Excerpted records:
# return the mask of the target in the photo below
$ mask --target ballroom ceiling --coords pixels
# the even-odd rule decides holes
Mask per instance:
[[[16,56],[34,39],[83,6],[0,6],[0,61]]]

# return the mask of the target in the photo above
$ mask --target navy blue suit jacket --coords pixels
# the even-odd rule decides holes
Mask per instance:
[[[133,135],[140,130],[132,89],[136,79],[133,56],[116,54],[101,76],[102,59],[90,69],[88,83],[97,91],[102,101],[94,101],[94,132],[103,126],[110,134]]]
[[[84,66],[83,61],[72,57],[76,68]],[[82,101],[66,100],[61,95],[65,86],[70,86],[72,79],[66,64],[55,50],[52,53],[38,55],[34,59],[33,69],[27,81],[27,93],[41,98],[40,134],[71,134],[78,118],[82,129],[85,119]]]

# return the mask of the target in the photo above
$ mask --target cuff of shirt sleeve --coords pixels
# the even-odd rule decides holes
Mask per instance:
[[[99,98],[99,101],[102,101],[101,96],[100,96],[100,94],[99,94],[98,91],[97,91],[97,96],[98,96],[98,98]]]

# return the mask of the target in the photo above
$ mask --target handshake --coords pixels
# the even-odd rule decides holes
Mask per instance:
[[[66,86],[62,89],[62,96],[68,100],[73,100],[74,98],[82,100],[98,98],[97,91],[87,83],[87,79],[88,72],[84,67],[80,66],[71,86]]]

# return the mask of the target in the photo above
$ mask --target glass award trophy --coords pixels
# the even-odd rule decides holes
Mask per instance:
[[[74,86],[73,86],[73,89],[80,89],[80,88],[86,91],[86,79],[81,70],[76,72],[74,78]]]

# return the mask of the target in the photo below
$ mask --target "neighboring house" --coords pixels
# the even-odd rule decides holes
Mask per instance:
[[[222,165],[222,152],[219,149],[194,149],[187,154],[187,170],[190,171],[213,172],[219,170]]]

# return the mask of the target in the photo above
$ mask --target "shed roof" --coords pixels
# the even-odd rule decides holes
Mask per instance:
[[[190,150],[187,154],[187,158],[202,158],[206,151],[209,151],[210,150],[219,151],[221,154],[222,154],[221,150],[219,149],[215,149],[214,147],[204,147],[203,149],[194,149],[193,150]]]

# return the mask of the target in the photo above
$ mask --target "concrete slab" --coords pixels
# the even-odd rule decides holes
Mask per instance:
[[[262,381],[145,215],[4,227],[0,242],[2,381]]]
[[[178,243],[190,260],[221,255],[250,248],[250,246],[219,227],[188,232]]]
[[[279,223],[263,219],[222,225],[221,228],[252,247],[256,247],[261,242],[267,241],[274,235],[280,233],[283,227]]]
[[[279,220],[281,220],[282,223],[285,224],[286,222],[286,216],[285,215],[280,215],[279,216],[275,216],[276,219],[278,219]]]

...

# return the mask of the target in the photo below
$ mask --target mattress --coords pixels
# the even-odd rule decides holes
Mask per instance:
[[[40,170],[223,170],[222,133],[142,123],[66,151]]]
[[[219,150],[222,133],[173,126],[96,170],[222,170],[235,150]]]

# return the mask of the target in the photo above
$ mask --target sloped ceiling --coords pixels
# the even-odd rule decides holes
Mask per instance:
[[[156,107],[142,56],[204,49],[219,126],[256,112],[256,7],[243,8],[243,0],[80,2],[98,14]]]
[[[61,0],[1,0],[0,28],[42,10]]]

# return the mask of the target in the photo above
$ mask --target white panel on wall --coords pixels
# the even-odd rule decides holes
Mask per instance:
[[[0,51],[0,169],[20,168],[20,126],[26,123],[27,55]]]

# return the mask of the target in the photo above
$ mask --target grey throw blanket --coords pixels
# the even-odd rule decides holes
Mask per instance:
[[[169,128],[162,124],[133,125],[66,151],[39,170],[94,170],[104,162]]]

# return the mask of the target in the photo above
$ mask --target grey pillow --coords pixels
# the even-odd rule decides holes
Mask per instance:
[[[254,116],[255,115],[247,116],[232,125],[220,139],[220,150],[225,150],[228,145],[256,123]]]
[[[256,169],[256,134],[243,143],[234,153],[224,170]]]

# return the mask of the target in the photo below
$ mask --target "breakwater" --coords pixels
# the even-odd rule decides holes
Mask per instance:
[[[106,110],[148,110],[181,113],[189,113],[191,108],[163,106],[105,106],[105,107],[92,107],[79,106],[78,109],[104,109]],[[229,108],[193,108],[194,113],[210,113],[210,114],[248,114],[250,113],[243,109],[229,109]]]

Work to do:
Count the lines in the items above that contain the string "ceiling", treating uppercase and lowercase as different. Reply with the number alone.

Written solution:
2